READING TEXT =
Hollands Glorie: Luv' is a budget-priced compilation album by Dutch girl group Luv' released by CNR Records in 2002. It features hit singles scored in the charts between 1979 and 1981: "Ooh, Yes I Do", "Ann-Maria", "One More Little Kissie", "My Number One" and "Tingalingaling". These songs originate from their studio albums True Luv' (1979) and Forever Yours (1980). They are part of the CNR back catalogue and are licensed from Hans van Hemert productions, except the "Megamix '93" renamed "Hit-medley (Megamix)".

Track listing
All tracks written by Hans van Hemert and Piet Souer under the pseudonym 'Janschen & Janschens', except where noted.

 "My Number One" – 3:11
 Taken from the album Forever Yours (1980)
 "One More Little Kissie" – 3:46
 Taken from the album Forever Yours (1980)
 "Tingalingaling" – 2:31
 Taken from the album Forever Yours (1980)
 "Ann-Maria (Piet Souer) – 4:41
 Taken from the album True Luv' (1979)
 "Rhythm 'n' Shoes (Hans van Hemert) – 3:07
 Taken from the album True Luv' (1979)
 "Ooh, Yes I Do" (van Hemert) – 2:58
 Taken from the album True Luv' (1979)
"Never Wanted to Be..." – 4:34
 Taken from the album Forever Yours (1980)
"Cloud Nr. 9" (van Hemert) – 3:25
 Taken from the album True Luv' (1979)
 "Boys Goodnight" (Souer) – 2:40
 Taken from the album True Luv' (1979)
"Flash" (van Hemert) – 3:51
 Taken from the album True Luv' (1979)

TASKS =
- a) Answer these questions from the text about the Luv' compilation album:
(i) Which record company released the compilation, and in what year?
(ii) What running time is listed for "Tingalingaling"?
(iii) Which album is "Boys Goodnight" taken from?
- b) Resume the text about the Luv' compilation album, picking up right after its last line.

SUPPLIED RECORDS =
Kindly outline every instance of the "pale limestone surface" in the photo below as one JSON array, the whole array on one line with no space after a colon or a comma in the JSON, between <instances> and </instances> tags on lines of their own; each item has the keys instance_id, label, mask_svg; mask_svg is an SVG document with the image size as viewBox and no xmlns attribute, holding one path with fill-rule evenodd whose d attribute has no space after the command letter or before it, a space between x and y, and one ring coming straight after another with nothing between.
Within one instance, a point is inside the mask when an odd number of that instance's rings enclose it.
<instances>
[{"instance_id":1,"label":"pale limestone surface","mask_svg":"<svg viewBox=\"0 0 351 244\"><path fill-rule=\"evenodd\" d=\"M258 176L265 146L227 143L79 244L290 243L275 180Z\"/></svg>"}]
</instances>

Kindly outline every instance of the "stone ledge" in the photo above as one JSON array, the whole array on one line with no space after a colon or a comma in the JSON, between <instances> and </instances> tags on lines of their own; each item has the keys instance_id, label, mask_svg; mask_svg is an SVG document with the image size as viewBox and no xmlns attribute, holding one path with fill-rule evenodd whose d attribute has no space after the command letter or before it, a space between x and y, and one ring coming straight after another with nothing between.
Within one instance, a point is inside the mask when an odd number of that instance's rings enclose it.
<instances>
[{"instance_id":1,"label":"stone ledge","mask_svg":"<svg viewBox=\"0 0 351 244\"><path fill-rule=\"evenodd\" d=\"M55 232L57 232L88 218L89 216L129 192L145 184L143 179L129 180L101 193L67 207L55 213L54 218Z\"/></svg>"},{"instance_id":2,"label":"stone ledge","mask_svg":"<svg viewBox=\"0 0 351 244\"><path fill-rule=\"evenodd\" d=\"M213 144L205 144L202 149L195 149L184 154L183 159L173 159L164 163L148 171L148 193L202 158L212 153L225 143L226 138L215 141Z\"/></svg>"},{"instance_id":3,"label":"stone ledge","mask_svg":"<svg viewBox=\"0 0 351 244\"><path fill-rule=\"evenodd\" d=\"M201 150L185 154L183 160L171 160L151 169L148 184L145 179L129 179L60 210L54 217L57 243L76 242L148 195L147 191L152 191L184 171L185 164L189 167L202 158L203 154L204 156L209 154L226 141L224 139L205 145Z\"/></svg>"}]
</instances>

SET OF ANSWERS =
- a)
(i) CNR Records, in 2002.
(ii) 2:31.
(iii) True Luv' (1979).

- b)
"I Win It" – 3:05
 Taken from the album Forever Yours (1980)
"Some Call It Happiness" – 3:09
 Taken from the album Forever Yours (1980)
 "Wine, Women and Sing" (van Hemert) – 3:45
 Taken from the album True Luv' (1979)
"Getaway" (Souer) – 3:03
 Taken from the album True Luv' (1979)
"Stop Me" (Souer) – 3:09
 Taken from the album True Luv' (1979)
"Let There Be Love" – 2:39
 Taken from the album True Luv' (1979)
 "Billy the Kid" – 3:16
 Taken from the album Forever Yours (1980)
 "Hit-medley (Megamix)" – 2:49
 Radio version. ("U.O.me (Waldolala)"/"Trojan Horse"/"You're the Greatest Lover"/"Ooh, Yes I Do")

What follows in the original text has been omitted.